Problems to solve:
1) Reproduce word for word everything in the passage on Wilkinson power dividers from "The performance of" down to "broad bandwidth characteristics.".
2) Write the next part of the passage on Wilkinson power dividers, starting after its final sentence.

Extract:
— start —
The Wilkinson power divider was first introduced by Ernest Wilkinson, who proposed that the power divider configuration could split an input signal into two in-phase output signals.
The performance of a Wilkinson power divider can be improved by adding an 𝛌/4 transformer in front of the power division step.
The advantages of Wilkinson power dividers are their simple structure, compact size, high suppression factor, high isolation between output ports, wide stopband, and broad bandwidth characteristics.
Wilkinson power dividers are significant components in modern wireless communication systems
In modern wireless communication systems, power dividers are significant components used in power amplifiers, mixers, active circulators, and phase shifters. Among power dividers, Wilkinson power dividers are widely used due to their simple construction, narrow bandwidth, and reliable performance.
Wilkinson power dividers are the basic building blocks in communication circuits and are most commonly seen in ultra-wideband (UWB) circuits, antenna array systems, and RF front modules. As Wilkinson power divider applications expand, engineers continue to work to miniaturize this conventional divider to save on costs and space.
— end —
Listing:
— start —
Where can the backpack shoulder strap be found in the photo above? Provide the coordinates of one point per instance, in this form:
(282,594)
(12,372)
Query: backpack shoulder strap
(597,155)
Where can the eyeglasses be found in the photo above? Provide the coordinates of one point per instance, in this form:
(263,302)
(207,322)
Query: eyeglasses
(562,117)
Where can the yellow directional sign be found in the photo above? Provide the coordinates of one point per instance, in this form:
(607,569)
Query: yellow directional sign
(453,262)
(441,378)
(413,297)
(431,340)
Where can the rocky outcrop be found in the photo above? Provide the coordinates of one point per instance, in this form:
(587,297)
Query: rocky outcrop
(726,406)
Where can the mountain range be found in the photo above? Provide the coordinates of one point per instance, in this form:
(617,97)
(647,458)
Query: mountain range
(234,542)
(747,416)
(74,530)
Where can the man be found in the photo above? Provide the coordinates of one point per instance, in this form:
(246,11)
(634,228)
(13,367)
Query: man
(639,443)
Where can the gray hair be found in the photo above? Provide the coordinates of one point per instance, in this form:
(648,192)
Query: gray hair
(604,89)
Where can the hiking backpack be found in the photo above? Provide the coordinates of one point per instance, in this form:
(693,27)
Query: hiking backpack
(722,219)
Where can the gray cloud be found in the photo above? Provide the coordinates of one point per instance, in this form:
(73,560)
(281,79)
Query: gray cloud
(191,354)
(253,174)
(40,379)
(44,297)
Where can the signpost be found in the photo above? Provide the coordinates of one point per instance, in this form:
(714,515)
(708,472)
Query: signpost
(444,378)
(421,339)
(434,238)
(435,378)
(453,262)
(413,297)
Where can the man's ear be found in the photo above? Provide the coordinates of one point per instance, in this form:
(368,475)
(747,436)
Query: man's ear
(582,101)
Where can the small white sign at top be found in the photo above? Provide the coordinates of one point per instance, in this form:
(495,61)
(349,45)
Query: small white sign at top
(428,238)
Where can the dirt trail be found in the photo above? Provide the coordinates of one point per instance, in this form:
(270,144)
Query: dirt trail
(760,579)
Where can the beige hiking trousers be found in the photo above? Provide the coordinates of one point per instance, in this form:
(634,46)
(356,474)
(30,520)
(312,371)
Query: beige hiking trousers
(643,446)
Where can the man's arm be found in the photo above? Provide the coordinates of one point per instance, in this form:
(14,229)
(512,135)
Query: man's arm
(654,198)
— end —
Exercise answers:
1)
The performance of a Wilkinson power divider can be improved by adding an 𝛌/4 transformer in front of the power division step.
The advantages of Wilkinson power dividers are their simple structure, compact size, high suppression factor, high isolation between output ports, wide stopband, and broad bandwidth characteristics.

2)
In this article, we will discuss modified, compact-size Wilkinson power dividers and how they can be applied in the field.
An Overview of Wilkinson Power Dividers
The Wilkinson power divider was first introduced by Ernest Wilkinson, who proposed that the power divider configuration could split an input signal into two in-phase output signals. It was discovered that the Wilkinson power divider can also be used as a power combiner, where the structure takes two input signals of equal phases for combining. The Wilkinson power divider offers outputs with equal phase as well as with a broad bandwidth of about 1 octave.
The Wilkinson power divider is a three-port power divider—otherwise known as a two-way power splitter. The output ports are usually terminated by a series resistor, which provides the isolation between output ports. This isolation is obtained by terminating the output ports by a series resistor. The value of the series resistor should be equal to 2Zo, where Zo is the system impedance. The lines are equal to a quarter wavelength and the characteristic impedance is equal to √2Zo .
The performance of a Wilkinson power divider can be improved by adding a 𝛌/4 transformer in front of the power division step. The bandwidth can be increased from octave to decade by using multi sections. By varying the values of the series resistor and the 𝛌/4 sections, one Wilkinson power divider application can be to mitigate unequal power division.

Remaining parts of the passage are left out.